__REQUIRED ACTION__.
All lines from the one with "phrase -- brown eye" through the last line of the data below should be copied exactly; please add nothing.

__DATASET RECORDS__.
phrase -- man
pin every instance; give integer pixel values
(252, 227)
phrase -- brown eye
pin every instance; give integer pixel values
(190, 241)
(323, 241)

__FINISHED TASK__.
phrase -- brown eye
pin every instance; give integer pixel values
(190, 241)
(323, 241)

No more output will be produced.